What is being asked ::
Reprint the whole of the data exactly.

#####

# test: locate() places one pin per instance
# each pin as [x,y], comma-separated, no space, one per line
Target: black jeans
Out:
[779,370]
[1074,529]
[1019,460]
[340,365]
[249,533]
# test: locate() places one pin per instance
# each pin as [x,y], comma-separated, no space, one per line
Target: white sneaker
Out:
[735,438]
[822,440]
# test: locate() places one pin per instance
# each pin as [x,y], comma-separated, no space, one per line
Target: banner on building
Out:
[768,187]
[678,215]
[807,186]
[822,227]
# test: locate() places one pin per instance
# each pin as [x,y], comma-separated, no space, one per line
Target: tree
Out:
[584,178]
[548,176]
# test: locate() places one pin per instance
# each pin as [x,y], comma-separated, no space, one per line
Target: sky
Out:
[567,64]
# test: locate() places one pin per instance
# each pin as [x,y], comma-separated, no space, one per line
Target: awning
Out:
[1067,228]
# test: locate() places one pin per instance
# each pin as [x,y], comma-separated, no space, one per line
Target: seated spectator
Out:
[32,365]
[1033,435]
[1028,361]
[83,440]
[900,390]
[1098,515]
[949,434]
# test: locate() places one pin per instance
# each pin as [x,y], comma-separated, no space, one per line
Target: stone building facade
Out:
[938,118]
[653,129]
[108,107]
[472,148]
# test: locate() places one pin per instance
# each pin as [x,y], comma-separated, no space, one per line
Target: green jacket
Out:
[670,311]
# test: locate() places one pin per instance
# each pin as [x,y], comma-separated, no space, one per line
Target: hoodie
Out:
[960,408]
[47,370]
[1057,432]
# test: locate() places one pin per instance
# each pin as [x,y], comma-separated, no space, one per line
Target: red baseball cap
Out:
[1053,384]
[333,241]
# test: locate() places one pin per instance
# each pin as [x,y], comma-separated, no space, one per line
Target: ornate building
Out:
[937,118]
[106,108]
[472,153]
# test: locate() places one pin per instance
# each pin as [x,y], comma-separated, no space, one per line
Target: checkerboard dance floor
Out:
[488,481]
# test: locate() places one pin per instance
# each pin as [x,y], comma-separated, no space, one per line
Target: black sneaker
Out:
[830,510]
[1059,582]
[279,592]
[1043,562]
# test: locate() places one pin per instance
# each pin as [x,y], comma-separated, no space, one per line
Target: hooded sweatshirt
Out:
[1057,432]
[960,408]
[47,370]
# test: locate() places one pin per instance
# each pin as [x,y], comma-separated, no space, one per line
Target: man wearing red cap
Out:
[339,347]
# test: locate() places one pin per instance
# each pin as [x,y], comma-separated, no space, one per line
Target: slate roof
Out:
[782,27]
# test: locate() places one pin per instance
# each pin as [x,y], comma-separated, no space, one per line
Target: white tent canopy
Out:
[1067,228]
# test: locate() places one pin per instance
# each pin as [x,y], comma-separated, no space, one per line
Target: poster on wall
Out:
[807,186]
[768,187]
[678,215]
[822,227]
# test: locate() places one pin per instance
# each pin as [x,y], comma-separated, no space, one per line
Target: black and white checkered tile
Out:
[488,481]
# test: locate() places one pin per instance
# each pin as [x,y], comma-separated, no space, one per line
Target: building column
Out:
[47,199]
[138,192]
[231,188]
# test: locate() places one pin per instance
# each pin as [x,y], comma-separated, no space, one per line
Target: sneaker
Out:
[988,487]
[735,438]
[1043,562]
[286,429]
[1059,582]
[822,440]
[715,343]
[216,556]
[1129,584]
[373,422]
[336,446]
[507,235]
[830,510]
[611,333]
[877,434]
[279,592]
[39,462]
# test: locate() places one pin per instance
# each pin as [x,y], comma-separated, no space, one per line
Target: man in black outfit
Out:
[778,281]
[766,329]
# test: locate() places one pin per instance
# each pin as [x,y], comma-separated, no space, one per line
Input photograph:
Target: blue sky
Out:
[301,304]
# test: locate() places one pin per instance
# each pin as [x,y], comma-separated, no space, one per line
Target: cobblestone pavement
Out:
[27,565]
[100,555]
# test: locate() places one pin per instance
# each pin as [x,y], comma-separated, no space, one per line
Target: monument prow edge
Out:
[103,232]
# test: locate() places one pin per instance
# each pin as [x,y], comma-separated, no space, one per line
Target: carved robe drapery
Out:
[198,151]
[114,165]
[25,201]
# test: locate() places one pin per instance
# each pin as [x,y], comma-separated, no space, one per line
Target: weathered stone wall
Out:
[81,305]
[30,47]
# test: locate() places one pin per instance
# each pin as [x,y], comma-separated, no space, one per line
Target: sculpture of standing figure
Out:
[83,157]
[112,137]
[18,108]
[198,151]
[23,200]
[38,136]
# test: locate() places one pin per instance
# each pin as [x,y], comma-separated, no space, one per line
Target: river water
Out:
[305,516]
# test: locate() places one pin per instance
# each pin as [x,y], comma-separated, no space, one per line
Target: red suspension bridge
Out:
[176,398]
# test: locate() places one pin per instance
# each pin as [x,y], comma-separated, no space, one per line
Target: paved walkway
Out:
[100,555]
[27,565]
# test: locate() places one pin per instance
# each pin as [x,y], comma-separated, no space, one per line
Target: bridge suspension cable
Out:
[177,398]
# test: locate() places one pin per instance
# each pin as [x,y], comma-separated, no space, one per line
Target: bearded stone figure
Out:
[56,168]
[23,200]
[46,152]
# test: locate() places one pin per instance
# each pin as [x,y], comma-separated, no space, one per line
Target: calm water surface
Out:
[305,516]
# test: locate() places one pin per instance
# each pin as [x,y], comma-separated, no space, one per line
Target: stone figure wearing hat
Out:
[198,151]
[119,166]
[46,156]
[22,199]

#####

Result below ::
# test: locate() places one pin per instance
# each pin as [x,y], comma-separated, no space, one per line
Target: black jeans
Out:
[779,370]
[1074,529]
[1019,460]
[340,365]
[249,533]
# test: locate() places one pin per instance
# each pin as [x,y], comma-separated, no space, one per line
Target: white sneaker
Out:
[735,438]
[822,440]
# test: locate() places one pin per instance
# each pin as [x,y], comma-separated, no space, one per line
Target: banner on building
Out:
[768,187]
[678,215]
[807,186]
[822,227]
# test: locate() places one pin per instance
# each pin as [x,y], comma-separated, no space, one per line
Target: tree
Out:
[584,178]
[548,176]
# test: locate() places one pin per instance
# each pin as [x,y], comma-separated, no space, one per line
Target: sky
Out:
[567,64]
# test: locate() places one pin per instance
# each pin as [x,y], comma-separated, no space, one per line
Target: awning
Out:
[1067,228]
# test: locate() places one pin per instance
# each pin as [x,y], comma-separated, no space, one per line
Target: seated spectator
Out:
[32,365]
[1033,435]
[1028,361]
[83,440]
[900,390]
[1098,515]
[949,434]
# test: locate() places one pin per instance
# each pin as [x,y], comma-separated, no space, one per line
Target: stone building facade
Out:
[938,118]
[653,129]
[108,107]
[472,148]
# test: locate() places one pin per instance
# each pin as [x,y], comma-separated, no space, one per line
Target: green jacket
Out:
[670,311]
# test: locate() places one pin per instance
# each pin as [x,y], comma-separated, no space, one per line
Target: hoodie
Out:
[960,408]
[47,370]
[1057,432]
# test: locate() places one pin per instance
# each pin as [x,y], comma-separated, no space, one per line
Target: red baseball cap
Out:
[1053,384]
[333,241]
# test: locate() places one pin per instance
# each pin as [x,y], comma-separated, no space, one per line
Target: ornate building
Out:
[937,118]
[106,108]
[472,153]
# test: locate() places one pin per instance
# each pin as [x,y], comma-separated, no space, one per line
Target: checkerboard dance floor
Out:
[488,481]
# test: locate() places one pin per instance
# each pin as [x,y], comma-separated, no space, one per line
Target: black sneaker
Out:
[830,510]
[1059,582]
[279,592]
[1043,562]
# test: locate() places one pin per instance
# each pin as [x,y], comma-separated, no space, one per line
Target: hooded sweatshirt
Out:
[1057,432]
[960,408]
[47,370]
# test: locate() places one pin per instance
# each pin as [x,y], comma-separated, no space, one per line
Target: man wearing red cap
Out:
[339,347]
# test: locate() places one pin per instance
# each pin as [x,y], comma-separated, no space, one per line
Target: slate roof
Out:
[782,27]
# test: locate() places one pin per instance
# each pin as [x,y], comma-separated, no space, one per line
Target: white tent canopy
Out:
[1067,228]
# test: locate() places one pin per instance
# each pin as [x,y], comma-separated, no space, one per line
Target: poster on wall
Out:
[807,186]
[768,187]
[678,215]
[822,227]
# test: locate() places one pin per instance
# each pin as [x,y], comma-separated, no space, one per line
Target: black and white checkered tile
Out:
[488,481]
# test: locate() places one pin per instance
# each pin as [x,y], comma-separated, no space, one per line
Target: building column
Out:
[47,199]
[138,192]
[231,188]
# test: locate() places one pin per instance
# each pin as [x,y], comma-separated, no space, one per line
Target: sneaker
Out:
[988,487]
[735,438]
[1043,562]
[286,429]
[1059,582]
[822,440]
[715,343]
[216,556]
[1129,584]
[373,422]
[336,446]
[507,235]
[830,510]
[611,333]
[877,434]
[279,592]
[39,462]
# test: locate() places one pin per instance
# each pin as [x,y], comma-separated, no space, one per line
Target: man in black outfit
Out:
[778,281]
[766,329]
# test: locate() places one pin per instance
# each pin as [x,y], comma-separated, no space, one per line
Input photograph:
Target: blue sky
Out:
[301,304]
# test: locate() places one pin per instance
# each pin as [x,y], comma-separated, no space, one per line
Target: cobblestone pavement
Out:
[27,565]
[100,555]
# test: locate() places one pin per instance
# each pin as [x,y], comma-separated, no space, one per line
Target: monument prow edge
Out:
[103,232]
# test: locate() places one pin per instance
# each pin as [x,y], comma-separated, no space, one per line
Target: carved robe drapery
Out:
[198,151]
[114,165]
[25,201]
# test: locate() places one pin per instance
# each pin as [x,y], comma-separated, no space, one per line
Target: weathered stone wall
Out:
[81,305]
[30,47]
# test: locate() places one pin per instance
# each pin as [x,y], comma-separated, no space, one per line
Target: sculpture of standing figure
Out:
[83,157]
[112,137]
[18,108]
[198,151]
[23,200]
[38,136]
# test: locate() places one pin per instance
# each pin as [x,y], comma-separated, no space, one per line
Target: river water
Out:
[305,516]
# test: locate() places one pin per instance
# each pin as [x,y], comma-separated, no space, one per line
Target: red suspension bridge
Out:
[176,398]
# test: locate() places one pin per instance
# each pin as [x,y], comma-separated, no space, one per line
Target: paved walkway
Out:
[100,555]
[27,565]
# test: locate() places one pin per instance
# each pin as [x,y], comma-separated, no space, one per line
Target: bridge suspension cable
Out:
[177,398]
# test: locate() places one pin per instance
# each pin as [x,y], comma-separated, no space, one per line
Target: bearded stone figure
Out:
[56,168]
[23,200]
[46,152]
# test: locate() places one pin per instance
# each pin as [x,y], comma-separated, no space, one per line
Target: calm water surface
Out:
[305,516]
# test: locate() places one pin per instance
# each pin as [x,y], comma-separated, no space, one per line
Target: stone figure wearing hat
Out:
[198,151]
[119,166]
[46,156]
[22,199]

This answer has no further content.